▶ WHAT TO DO
Only the lines from the one containing "the black tire" through the final line of the material below should be output, exactly as they stand.
:: DATA FOR THIS EXERCISE
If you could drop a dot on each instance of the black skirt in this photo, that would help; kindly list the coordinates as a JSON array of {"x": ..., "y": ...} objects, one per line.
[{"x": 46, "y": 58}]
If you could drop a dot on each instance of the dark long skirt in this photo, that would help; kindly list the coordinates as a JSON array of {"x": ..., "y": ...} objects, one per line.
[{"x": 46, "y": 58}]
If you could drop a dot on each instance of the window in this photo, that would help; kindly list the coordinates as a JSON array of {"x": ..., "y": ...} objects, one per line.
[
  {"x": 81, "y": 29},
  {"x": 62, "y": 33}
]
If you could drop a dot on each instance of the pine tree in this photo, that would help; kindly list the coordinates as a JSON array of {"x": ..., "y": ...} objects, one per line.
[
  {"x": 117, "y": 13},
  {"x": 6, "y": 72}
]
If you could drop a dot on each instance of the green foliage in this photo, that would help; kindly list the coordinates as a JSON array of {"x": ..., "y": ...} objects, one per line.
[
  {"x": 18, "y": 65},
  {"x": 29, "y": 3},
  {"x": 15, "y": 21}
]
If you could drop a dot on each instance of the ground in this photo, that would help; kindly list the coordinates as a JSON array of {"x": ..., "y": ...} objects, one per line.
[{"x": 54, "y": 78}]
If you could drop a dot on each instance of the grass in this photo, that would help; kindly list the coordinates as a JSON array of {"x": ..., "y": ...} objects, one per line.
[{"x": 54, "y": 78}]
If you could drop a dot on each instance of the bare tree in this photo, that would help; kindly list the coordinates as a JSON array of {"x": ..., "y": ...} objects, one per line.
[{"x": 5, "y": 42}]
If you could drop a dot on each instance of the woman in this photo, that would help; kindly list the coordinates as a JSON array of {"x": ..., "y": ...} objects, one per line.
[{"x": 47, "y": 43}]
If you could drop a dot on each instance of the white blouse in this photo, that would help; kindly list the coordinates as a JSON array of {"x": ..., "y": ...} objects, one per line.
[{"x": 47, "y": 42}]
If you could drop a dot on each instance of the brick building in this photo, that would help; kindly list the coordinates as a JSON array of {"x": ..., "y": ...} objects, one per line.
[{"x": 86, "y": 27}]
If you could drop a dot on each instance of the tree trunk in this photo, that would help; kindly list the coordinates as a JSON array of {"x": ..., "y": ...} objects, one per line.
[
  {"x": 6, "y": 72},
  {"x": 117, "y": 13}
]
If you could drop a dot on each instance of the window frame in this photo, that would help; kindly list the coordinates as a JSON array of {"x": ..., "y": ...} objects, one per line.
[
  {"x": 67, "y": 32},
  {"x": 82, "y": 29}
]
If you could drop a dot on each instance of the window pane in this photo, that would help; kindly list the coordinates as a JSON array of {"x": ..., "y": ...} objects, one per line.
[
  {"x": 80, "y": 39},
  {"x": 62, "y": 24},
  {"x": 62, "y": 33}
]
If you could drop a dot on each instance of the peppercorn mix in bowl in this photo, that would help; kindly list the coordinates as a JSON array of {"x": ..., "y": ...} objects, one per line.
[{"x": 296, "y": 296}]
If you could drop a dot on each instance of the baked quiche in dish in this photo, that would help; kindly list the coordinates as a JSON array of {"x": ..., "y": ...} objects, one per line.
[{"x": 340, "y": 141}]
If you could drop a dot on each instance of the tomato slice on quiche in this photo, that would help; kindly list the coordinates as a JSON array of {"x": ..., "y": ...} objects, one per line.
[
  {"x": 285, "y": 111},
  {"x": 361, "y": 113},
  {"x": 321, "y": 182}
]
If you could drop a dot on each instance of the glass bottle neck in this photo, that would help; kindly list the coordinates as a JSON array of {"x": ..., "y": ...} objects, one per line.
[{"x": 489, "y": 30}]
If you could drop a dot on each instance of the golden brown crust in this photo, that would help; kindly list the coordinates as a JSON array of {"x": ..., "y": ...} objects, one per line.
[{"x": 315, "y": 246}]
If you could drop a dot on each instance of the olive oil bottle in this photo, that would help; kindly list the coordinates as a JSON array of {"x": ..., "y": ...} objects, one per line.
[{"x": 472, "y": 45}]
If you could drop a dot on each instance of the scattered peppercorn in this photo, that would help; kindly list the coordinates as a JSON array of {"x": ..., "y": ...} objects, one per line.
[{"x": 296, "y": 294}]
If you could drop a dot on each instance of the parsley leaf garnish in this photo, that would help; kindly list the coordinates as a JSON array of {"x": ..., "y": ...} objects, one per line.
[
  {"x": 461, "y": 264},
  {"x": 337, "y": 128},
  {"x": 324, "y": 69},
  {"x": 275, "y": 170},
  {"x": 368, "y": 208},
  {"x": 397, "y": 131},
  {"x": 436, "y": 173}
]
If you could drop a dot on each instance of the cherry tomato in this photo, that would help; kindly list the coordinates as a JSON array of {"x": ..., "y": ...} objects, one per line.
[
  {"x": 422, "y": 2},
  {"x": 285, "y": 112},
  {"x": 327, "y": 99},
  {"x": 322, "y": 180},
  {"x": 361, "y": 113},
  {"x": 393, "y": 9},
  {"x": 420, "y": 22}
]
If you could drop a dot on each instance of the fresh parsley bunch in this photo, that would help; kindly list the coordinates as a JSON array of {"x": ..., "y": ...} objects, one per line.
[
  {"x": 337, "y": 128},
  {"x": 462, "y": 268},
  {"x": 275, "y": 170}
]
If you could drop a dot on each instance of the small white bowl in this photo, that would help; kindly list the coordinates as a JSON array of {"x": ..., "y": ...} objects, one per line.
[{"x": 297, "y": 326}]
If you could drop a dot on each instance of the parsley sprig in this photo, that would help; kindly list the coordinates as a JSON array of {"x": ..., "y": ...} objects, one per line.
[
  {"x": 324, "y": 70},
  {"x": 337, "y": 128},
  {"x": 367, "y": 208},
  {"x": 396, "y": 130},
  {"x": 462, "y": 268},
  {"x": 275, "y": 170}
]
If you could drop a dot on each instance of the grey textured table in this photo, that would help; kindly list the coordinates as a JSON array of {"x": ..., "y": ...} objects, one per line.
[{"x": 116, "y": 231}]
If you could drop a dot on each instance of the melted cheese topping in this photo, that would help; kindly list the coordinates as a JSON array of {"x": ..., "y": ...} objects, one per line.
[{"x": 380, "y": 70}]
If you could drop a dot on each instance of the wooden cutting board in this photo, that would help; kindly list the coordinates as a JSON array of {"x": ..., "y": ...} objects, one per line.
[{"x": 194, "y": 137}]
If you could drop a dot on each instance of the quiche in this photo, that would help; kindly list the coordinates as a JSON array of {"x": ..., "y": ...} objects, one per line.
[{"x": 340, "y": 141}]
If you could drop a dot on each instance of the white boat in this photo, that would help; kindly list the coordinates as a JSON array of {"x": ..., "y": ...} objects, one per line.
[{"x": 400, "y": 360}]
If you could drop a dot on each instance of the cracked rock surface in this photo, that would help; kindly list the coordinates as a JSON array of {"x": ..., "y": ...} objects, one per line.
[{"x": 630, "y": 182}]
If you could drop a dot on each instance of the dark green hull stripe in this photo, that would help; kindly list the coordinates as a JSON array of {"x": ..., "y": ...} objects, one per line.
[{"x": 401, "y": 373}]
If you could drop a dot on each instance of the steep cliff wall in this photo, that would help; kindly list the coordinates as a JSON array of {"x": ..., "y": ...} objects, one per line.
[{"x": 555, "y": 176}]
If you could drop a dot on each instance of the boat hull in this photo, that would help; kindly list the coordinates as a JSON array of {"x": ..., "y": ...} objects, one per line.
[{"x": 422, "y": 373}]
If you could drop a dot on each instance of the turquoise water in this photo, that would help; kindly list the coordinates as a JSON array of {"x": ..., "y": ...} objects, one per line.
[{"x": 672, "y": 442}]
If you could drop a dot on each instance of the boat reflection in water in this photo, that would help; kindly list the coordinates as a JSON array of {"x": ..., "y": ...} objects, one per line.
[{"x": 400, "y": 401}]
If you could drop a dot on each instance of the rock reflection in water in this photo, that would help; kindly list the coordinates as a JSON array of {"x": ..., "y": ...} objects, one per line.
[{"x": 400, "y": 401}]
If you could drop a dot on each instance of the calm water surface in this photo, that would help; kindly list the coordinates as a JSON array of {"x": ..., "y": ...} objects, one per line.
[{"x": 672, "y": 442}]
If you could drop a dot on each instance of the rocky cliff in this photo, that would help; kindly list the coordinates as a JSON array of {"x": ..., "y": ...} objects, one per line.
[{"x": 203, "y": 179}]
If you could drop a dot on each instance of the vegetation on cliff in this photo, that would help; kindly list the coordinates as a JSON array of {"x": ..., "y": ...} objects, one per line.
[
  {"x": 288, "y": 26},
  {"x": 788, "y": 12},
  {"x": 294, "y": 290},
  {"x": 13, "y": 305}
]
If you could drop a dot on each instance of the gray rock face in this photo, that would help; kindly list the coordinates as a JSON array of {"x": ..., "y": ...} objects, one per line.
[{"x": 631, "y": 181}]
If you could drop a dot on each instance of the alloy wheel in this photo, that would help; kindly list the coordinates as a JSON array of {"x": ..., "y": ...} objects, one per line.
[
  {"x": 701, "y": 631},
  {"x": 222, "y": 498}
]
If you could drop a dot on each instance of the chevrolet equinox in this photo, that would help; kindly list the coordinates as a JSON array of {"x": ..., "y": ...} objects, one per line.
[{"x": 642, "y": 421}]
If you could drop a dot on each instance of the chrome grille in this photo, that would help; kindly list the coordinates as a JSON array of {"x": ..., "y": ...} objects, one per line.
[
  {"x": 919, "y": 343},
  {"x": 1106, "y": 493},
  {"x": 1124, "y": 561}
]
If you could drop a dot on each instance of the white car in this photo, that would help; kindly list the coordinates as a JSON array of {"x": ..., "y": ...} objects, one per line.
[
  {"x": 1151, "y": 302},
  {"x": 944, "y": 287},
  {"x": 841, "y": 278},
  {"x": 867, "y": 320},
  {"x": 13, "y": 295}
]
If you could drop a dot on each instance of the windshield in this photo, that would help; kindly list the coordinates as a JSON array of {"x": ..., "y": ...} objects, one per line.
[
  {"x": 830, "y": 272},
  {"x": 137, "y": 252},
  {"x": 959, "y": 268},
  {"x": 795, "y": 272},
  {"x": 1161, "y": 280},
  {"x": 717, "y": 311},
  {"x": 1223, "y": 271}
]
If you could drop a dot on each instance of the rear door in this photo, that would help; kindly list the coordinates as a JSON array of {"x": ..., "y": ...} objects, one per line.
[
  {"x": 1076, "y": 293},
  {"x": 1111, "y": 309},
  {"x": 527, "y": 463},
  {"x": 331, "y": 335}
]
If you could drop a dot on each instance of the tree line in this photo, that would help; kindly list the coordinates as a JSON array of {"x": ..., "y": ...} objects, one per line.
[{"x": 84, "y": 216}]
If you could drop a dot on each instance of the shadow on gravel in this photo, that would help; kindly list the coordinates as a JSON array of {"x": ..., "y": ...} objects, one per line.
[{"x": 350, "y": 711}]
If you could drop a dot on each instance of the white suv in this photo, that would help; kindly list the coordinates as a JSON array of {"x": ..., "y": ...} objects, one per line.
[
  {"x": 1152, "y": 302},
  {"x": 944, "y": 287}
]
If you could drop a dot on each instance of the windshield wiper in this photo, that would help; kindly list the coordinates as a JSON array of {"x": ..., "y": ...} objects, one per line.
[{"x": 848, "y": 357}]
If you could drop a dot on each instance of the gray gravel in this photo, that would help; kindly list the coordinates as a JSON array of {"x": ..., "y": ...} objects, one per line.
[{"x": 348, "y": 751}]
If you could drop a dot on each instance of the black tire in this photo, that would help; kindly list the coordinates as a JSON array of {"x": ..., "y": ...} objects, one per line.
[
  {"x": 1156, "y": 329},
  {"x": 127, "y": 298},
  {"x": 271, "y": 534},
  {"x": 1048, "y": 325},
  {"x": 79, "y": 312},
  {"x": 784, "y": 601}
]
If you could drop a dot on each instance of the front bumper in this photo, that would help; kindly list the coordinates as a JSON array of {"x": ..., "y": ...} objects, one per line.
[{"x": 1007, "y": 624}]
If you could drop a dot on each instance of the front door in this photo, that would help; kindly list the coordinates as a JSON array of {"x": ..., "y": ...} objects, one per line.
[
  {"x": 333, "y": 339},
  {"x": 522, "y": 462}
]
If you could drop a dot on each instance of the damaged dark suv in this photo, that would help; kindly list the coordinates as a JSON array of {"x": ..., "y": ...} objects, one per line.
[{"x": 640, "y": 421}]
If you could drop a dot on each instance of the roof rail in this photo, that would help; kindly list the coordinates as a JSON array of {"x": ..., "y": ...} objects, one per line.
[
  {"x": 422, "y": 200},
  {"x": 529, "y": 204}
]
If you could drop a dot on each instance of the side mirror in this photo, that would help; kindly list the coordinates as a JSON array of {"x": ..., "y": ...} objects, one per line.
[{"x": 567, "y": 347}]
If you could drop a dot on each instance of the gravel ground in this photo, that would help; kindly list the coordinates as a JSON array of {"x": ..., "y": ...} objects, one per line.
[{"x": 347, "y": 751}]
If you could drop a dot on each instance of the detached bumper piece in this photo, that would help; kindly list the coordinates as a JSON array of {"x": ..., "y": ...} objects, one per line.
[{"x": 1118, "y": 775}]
::::
▶ EXERCISE OUTPUT
If you could drop a dot on each instance of the black tire in this photo, that would help; kindly list the coordinates as a JSON array of {"x": ..., "y": ...} objects, one per line.
[
  {"x": 1156, "y": 329},
  {"x": 127, "y": 298},
  {"x": 271, "y": 534},
  {"x": 1048, "y": 325},
  {"x": 79, "y": 312},
  {"x": 784, "y": 601}
]
If you could drop a dot on each instance of the front bumper in this photo, that would help; kindly list the coordinates as a JSON array of {"x": ..., "y": ...} objects, one per line.
[{"x": 1007, "y": 624}]
If you could drop a dot on each instance of the front door in this photo, that would help; kindly list the coordinates as a JSON array of {"x": ..., "y": ...} objects, one per line.
[
  {"x": 333, "y": 339},
  {"x": 522, "y": 462}
]
If you could drop a dot on each instance of the damaged dark suv in this photo, that would help; kindly list the coordinates as a JSON array of {"x": ..., "y": ...} objects, one per line.
[{"x": 640, "y": 421}]
If you could drop a dot on each instance of the roof rail in this photo, that would help; kindly list the coordinates as a JSON array of {"x": ..., "y": ...} objects, one per line.
[
  {"x": 422, "y": 200},
  {"x": 529, "y": 204}
]
If you could drop a dot on each instance of the side mirror in this photo, that would help; kindly list the coordinates as a JSON array of {"x": ..., "y": ...} objects, one per line.
[{"x": 567, "y": 347}]
If you could drop a dot on each instance of the gravel ground in this photo, that would help; kindly list the coordinates as a JSON array of {"x": ..., "y": ...} objects, one per line.
[{"x": 347, "y": 751}]
If you could drop a dot on each instance of the detached bumper piece in this photo, that would help; kindly list the coordinates as a JSON array of {"x": ..., "y": ...} objects, one per line.
[{"x": 1118, "y": 775}]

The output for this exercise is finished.